- Working data -
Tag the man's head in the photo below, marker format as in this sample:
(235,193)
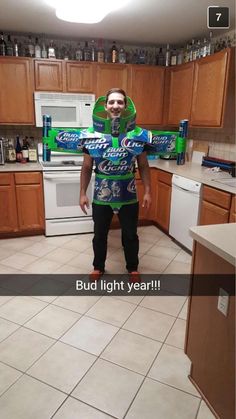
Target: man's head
(116,102)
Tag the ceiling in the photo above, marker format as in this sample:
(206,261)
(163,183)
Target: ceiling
(141,21)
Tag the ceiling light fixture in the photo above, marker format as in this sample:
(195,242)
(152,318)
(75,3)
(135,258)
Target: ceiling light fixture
(88,11)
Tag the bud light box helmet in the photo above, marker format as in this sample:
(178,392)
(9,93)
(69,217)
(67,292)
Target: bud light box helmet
(101,123)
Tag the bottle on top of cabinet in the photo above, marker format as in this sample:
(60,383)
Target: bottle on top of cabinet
(100,52)
(33,156)
(37,49)
(3,47)
(18,149)
(114,53)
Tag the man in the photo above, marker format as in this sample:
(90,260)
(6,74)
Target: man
(114,146)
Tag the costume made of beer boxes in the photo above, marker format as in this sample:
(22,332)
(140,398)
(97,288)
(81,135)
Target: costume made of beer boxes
(114,145)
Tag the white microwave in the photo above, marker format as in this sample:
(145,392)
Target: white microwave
(68,110)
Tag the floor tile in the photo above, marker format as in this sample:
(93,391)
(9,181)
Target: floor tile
(108,387)
(168,242)
(39,249)
(159,401)
(111,310)
(53,321)
(74,409)
(7,328)
(149,323)
(8,376)
(23,348)
(149,264)
(42,266)
(172,366)
(62,366)
(19,260)
(132,351)
(30,399)
(90,335)
(204,412)
(163,252)
(168,304)
(62,255)
(183,256)
(79,303)
(176,336)
(178,268)
(21,309)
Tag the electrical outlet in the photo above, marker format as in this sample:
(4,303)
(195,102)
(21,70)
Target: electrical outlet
(223,302)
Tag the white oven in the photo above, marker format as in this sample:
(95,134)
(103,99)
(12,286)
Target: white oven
(61,182)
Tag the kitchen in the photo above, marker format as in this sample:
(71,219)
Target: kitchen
(133,346)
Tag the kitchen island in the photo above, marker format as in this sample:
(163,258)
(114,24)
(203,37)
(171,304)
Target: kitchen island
(210,333)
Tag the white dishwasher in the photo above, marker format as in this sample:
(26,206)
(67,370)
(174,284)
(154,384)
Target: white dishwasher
(185,199)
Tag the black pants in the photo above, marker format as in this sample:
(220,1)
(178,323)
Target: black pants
(128,217)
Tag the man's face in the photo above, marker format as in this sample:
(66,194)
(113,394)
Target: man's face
(115,105)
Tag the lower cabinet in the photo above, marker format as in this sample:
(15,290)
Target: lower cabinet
(21,203)
(215,207)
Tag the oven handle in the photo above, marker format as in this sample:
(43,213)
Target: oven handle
(65,175)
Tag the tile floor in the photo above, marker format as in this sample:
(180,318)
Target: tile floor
(94,357)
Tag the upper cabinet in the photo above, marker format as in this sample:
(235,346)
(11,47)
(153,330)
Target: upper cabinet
(49,75)
(147,92)
(210,89)
(80,77)
(112,75)
(180,84)
(16,91)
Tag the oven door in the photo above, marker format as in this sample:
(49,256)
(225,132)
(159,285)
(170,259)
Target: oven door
(61,194)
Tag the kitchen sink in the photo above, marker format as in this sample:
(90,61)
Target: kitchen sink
(227,181)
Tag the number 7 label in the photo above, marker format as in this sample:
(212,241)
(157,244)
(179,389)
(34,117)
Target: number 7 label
(218,17)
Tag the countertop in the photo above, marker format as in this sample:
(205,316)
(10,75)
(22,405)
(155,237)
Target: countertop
(21,167)
(196,172)
(219,238)
(189,170)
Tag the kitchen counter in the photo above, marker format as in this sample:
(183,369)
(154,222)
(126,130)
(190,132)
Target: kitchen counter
(21,167)
(219,238)
(196,172)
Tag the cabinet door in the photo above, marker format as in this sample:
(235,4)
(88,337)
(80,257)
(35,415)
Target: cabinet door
(147,92)
(111,75)
(49,75)
(29,198)
(16,91)
(180,93)
(163,205)
(209,90)
(80,77)
(212,214)
(8,213)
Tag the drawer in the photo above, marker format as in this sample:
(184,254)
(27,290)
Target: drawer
(164,177)
(217,197)
(26,178)
(6,179)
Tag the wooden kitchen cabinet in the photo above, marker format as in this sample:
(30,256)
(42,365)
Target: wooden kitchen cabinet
(21,204)
(80,77)
(8,212)
(232,215)
(179,86)
(210,335)
(163,199)
(147,92)
(111,75)
(213,90)
(215,206)
(16,91)
(49,75)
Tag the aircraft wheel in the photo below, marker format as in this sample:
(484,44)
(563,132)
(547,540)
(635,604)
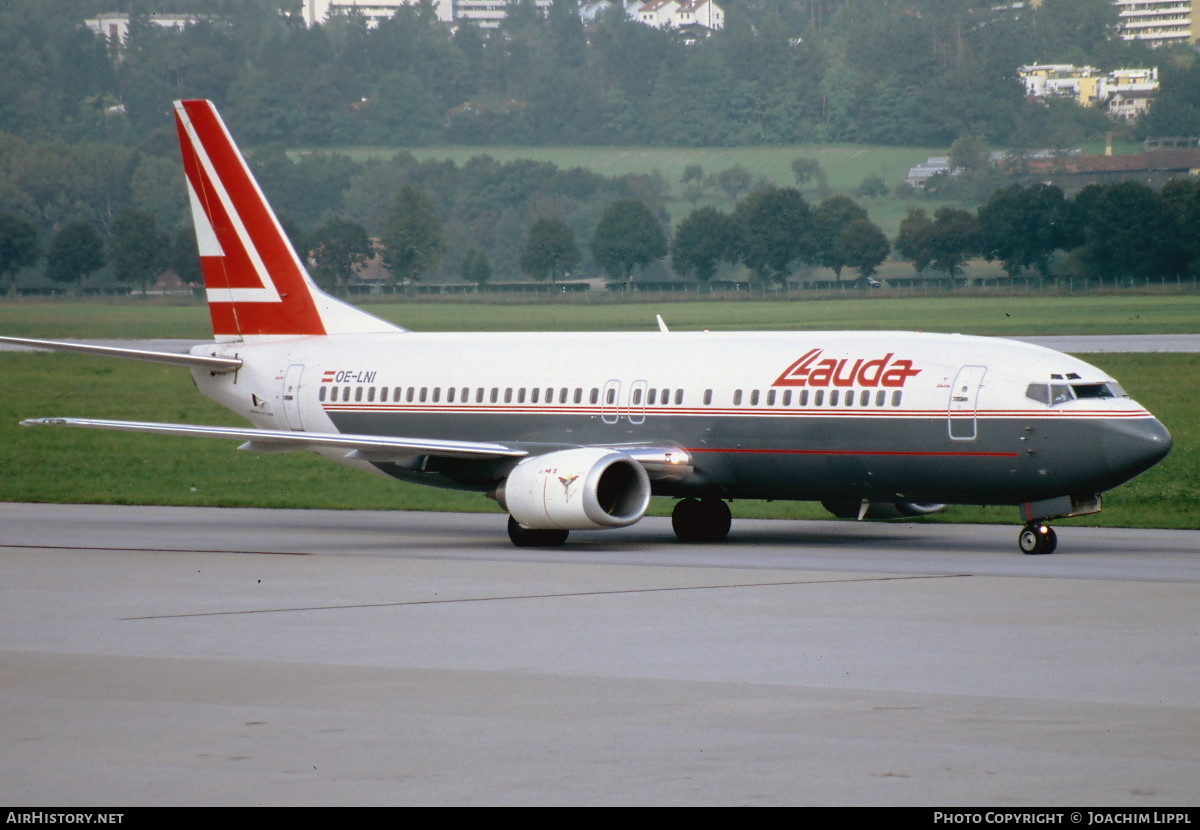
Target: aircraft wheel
(701,521)
(1037,539)
(526,537)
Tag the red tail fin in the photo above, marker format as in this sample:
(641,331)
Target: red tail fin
(256,283)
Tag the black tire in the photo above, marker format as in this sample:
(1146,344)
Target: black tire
(701,521)
(526,537)
(1037,540)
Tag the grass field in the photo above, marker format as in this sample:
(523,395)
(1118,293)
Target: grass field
(45,464)
(845,167)
(1119,313)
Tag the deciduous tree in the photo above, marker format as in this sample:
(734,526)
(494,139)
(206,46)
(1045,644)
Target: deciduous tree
(703,240)
(777,233)
(412,236)
(550,250)
(76,251)
(138,250)
(628,236)
(18,246)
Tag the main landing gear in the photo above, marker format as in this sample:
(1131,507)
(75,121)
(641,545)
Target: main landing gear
(525,537)
(701,519)
(1037,539)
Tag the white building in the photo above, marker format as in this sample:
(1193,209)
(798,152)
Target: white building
(1158,22)
(679,14)
(115,26)
(317,11)
(1122,92)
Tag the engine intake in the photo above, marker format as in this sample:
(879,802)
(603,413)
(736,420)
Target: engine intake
(576,489)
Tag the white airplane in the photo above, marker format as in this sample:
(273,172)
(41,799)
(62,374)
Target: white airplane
(577,431)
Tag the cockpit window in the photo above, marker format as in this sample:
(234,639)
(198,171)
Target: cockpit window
(1107,390)
(1055,394)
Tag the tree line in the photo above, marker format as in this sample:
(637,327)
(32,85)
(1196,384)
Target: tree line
(898,72)
(1113,233)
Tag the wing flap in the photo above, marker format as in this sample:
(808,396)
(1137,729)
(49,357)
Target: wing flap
(376,447)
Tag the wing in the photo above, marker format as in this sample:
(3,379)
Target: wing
(365,447)
(661,462)
(167,358)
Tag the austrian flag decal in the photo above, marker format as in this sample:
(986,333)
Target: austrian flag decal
(811,370)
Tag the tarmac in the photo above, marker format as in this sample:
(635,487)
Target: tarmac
(205,656)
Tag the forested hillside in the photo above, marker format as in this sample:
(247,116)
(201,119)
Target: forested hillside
(875,71)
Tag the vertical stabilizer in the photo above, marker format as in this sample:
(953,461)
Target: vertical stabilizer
(257,286)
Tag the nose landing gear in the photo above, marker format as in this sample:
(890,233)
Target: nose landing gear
(1037,539)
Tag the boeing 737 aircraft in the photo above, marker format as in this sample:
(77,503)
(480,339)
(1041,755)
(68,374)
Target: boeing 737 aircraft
(577,431)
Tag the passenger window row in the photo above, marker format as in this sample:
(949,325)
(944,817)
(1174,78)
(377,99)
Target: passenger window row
(563,395)
(547,395)
(817,397)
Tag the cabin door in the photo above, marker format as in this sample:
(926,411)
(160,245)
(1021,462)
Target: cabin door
(961,415)
(292,397)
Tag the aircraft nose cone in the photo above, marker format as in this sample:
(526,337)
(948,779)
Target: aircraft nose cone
(1135,445)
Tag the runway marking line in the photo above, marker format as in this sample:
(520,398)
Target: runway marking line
(546,596)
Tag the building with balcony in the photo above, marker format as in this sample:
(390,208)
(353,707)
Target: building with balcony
(1123,92)
(1159,22)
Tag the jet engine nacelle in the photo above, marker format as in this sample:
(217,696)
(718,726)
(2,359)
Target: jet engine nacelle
(881,510)
(576,489)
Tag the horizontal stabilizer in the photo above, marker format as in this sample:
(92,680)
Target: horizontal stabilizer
(167,358)
(377,447)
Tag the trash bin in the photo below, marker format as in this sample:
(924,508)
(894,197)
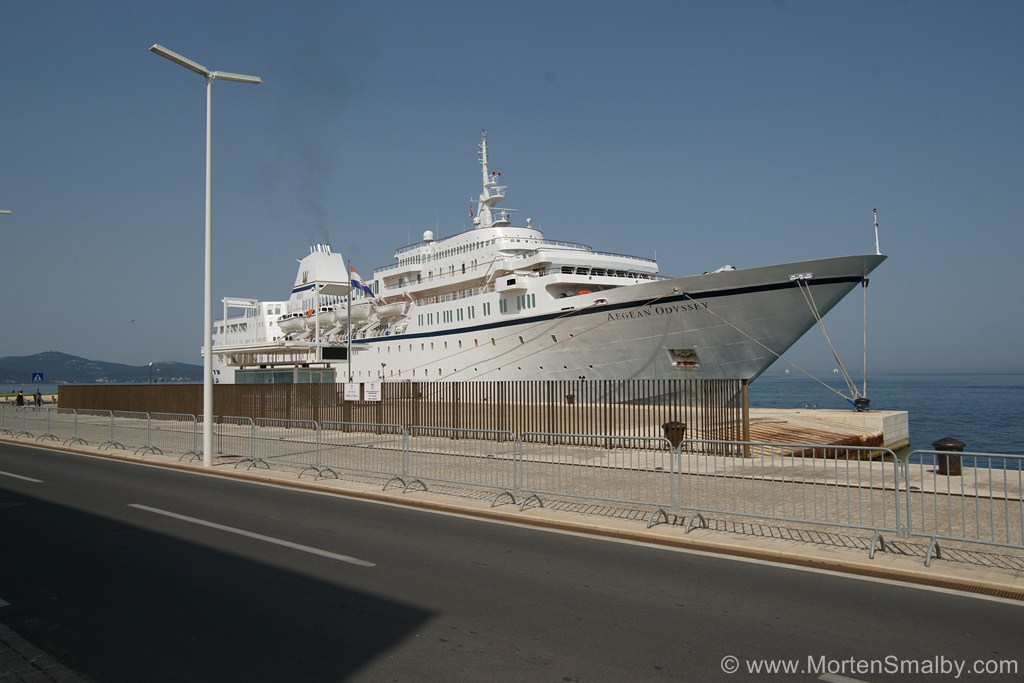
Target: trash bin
(675,432)
(948,458)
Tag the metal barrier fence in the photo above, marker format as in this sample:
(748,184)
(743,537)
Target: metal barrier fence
(293,441)
(232,436)
(368,447)
(940,496)
(481,458)
(623,469)
(842,486)
(976,503)
(175,432)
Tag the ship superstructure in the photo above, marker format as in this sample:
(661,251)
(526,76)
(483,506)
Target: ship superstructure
(501,301)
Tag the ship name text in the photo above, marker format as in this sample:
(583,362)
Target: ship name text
(660,309)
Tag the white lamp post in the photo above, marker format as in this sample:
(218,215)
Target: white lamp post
(210,76)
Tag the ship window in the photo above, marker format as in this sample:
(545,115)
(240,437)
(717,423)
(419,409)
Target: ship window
(683,357)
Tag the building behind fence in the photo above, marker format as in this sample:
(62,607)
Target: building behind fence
(710,409)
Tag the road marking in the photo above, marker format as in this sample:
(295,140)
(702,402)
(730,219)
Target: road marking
(258,537)
(18,476)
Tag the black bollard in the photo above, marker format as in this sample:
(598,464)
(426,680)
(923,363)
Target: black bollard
(675,432)
(948,459)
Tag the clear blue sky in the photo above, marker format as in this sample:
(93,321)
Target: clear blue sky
(699,133)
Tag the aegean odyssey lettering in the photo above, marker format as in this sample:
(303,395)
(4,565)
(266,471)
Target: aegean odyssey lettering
(660,309)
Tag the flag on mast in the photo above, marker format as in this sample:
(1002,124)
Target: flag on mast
(356,282)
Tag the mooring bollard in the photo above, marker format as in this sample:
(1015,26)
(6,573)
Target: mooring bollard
(675,432)
(948,459)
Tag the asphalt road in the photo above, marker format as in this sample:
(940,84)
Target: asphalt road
(130,572)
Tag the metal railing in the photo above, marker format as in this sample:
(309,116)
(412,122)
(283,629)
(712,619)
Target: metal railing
(682,481)
(972,497)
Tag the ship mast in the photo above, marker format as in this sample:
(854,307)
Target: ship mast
(491,195)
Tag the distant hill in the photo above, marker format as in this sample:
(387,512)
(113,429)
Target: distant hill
(64,369)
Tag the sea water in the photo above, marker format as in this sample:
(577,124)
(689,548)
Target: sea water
(985,411)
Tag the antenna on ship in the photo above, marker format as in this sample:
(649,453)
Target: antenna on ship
(491,195)
(877,250)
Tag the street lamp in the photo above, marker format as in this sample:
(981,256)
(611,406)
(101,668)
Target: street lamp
(210,76)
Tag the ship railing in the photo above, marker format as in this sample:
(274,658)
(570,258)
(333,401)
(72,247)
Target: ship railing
(968,497)
(953,498)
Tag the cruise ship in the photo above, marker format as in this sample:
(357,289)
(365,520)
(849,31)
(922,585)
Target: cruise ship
(501,301)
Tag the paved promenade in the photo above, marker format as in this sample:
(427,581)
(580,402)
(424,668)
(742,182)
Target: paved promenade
(985,569)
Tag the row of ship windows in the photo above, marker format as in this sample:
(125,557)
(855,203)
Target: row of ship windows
(522,302)
(423,258)
(427,373)
(430,346)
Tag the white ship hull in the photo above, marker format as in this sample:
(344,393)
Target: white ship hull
(731,325)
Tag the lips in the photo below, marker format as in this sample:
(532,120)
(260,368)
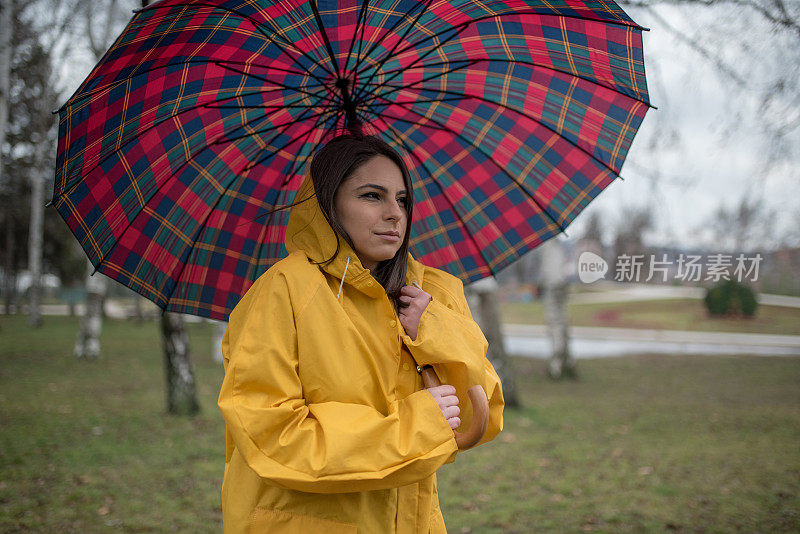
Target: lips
(389,236)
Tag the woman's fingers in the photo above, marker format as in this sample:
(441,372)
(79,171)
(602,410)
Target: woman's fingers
(451,411)
(454,422)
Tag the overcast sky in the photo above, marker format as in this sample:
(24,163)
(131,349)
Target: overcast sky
(704,153)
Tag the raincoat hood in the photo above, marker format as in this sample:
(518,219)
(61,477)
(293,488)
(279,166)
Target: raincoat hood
(309,231)
(328,425)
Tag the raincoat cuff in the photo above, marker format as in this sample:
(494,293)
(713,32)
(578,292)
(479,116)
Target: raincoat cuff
(434,413)
(446,337)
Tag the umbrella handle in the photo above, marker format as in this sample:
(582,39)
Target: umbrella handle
(480,411)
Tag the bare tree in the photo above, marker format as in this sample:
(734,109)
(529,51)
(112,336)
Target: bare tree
(6,30)
(181,391)
(483,297)
(99,36)
(556,291)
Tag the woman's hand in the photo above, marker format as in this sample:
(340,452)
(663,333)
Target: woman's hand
(445,397)
(413,302)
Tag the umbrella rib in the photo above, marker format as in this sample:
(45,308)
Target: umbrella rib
(256,25)
(430,175)
(261,29)
(201,226)
(488,157)
(321,28)
(504,106)
(175,173)
(463,26)
(108,87)
(265,79)
(361,14)
(471,62)
(389,54)
(68,188)
(262,242)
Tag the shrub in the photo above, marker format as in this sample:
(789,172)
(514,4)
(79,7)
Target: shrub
(730,297)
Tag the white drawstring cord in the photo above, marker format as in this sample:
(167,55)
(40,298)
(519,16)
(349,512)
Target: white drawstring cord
(346,265)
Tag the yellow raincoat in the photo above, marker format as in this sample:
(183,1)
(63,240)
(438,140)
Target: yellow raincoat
(329,427)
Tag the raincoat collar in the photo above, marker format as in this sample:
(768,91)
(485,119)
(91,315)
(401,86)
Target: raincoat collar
(309,231)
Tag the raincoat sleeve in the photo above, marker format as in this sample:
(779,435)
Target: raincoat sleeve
(452,342)
(327,447)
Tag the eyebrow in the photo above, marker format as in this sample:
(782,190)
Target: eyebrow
(380,188)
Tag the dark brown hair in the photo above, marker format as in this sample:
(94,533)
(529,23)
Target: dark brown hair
(334,163)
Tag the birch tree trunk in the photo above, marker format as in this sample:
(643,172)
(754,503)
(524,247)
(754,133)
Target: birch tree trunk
(181,391)
(6,29)
(36,229)
(10,277)
(556,290)
(483,297)
(88,343)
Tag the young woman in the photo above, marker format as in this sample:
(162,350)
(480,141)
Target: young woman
(329,428)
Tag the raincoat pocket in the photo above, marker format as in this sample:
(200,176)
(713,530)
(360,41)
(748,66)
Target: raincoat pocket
(268,521)
(437,522)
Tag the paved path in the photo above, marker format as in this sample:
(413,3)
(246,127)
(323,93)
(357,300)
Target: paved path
(593,342)
(623,293)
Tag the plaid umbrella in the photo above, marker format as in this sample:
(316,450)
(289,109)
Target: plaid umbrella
(512,116)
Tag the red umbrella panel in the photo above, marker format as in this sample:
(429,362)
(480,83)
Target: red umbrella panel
(203,115)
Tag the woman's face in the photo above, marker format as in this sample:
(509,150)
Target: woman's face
(371,206)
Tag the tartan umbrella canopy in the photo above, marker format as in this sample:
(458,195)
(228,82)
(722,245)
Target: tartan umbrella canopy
(202,116)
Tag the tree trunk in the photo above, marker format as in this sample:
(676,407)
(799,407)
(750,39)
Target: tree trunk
(487,315)
(88,344)
(219,331)
(181,391)
(556,289)
(137,309)
(6,29)
(10,269)
(36,229)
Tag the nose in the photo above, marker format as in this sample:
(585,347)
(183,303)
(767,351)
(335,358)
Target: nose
(394,211)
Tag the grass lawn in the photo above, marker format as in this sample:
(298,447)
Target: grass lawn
(640,443)
(665,314)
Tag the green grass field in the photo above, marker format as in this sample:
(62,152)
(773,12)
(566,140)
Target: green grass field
(667,314)
(645,443)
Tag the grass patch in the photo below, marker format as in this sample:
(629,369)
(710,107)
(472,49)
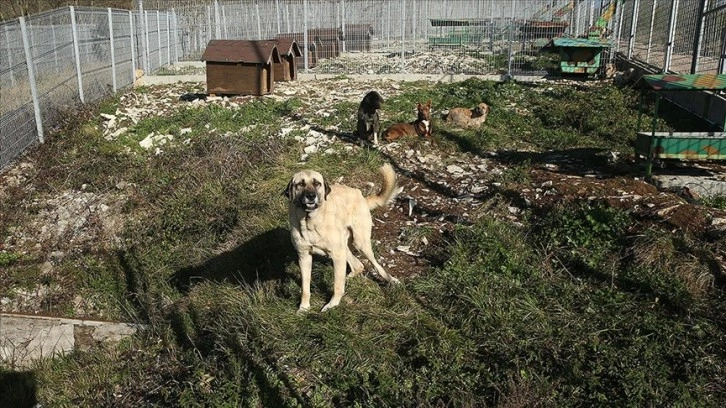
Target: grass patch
(578,304)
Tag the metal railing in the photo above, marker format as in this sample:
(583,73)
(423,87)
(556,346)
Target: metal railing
(52,62)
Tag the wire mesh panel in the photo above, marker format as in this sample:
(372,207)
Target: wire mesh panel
(17,123)
(122,46)
(439,37)
(713,39)
(55,65)
(94,45)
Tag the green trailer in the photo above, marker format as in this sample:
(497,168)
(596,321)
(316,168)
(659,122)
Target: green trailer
(580,55)
(654,145)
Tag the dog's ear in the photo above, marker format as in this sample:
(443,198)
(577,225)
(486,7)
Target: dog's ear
(327,188)
(287,192)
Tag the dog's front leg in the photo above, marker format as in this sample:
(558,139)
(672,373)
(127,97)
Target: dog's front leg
(305,260)
(339,262)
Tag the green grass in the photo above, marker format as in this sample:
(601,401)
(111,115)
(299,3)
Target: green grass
(579,304)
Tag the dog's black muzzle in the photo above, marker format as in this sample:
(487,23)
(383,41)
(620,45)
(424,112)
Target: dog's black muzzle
(309,200)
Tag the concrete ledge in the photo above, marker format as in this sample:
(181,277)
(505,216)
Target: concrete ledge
(172,79)
(26,338)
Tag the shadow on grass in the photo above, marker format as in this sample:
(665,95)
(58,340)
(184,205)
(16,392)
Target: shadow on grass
(259,259)
(17,389)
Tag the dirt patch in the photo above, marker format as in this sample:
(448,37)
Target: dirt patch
(442,188)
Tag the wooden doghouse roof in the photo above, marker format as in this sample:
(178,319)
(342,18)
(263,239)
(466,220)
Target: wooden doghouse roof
(288,46)
(245,51)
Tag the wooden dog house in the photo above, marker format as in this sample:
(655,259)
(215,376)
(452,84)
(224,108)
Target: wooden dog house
(327,41)
(290,53)
(240,67)
(357,37)
(299,38)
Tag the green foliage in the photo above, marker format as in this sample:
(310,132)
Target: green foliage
(567,308)
(590,233)
(715,202)
(8,258)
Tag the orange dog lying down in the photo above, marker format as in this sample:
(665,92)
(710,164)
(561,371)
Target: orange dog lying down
(420,127)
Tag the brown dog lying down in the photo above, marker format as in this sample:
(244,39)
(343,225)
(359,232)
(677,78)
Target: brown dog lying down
(468,118)
(420,127)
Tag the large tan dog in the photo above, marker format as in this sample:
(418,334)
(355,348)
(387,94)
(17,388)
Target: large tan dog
(325,219)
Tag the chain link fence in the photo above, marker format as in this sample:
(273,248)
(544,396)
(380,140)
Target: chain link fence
(69,56)
(54,61)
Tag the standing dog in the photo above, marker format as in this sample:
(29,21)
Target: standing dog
(369,126)
(325,219)
(468,118)
(421,126)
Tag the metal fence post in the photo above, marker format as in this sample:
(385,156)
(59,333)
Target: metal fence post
(342,23)
(147,46)
(76,51)
(650,36)
(10,54)
(305,33)
(176,35)
(144,38)
(403,36)
(633,28)
(699,36)
(55,47)
(31,79)
(671,36)
(414,14)
(168,39)
(209,24)
(259,22)
(113,52)
(132,39)
(722,60)
(158,37)
(217,26)
(619,34)
(277,14)
(224,23)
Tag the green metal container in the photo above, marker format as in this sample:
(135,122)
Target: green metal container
(681,145)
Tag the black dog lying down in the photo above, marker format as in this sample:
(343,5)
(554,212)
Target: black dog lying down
(369,126)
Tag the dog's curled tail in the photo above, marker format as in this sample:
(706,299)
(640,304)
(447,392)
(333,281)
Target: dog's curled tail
(388,191)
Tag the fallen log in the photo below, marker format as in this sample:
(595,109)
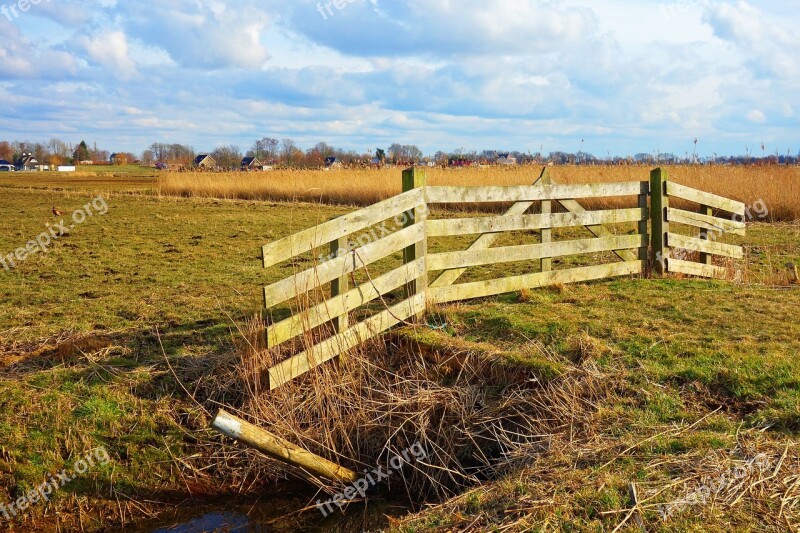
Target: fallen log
(280,449)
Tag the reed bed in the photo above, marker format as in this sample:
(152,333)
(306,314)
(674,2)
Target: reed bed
(777,186)
(477,420)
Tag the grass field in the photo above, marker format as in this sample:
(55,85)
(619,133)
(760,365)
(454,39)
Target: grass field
(777,186)
(688,379)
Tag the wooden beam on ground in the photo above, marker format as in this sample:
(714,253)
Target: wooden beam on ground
(279,448)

- To do -
Output exactly the lines from the one containing "Tag the fallen" through the last line of the records above, both included, and leave out the pictures.

- Finished exercise -
Tag the fallen log in the photo below, marker format as in this sample:
(595,109)
Target: fallen log
(280,449)
Tag the reed bed in the photo above, marker format as in this sample:
(152,333)
(306,314)
(674,2)
Target: reed bed
(777,186)
(477,420)
Tag the grass field in the photo above, marker format as in this sample:
(55,85)
(619,133)
(760,365)
(454,39)
Target: grass field
(777,186)
(688,379)
Tag the wooden beam on ground in the photo above, marker format as in this sample:
(714,253)
Target: wooden beam on ground
(279,448)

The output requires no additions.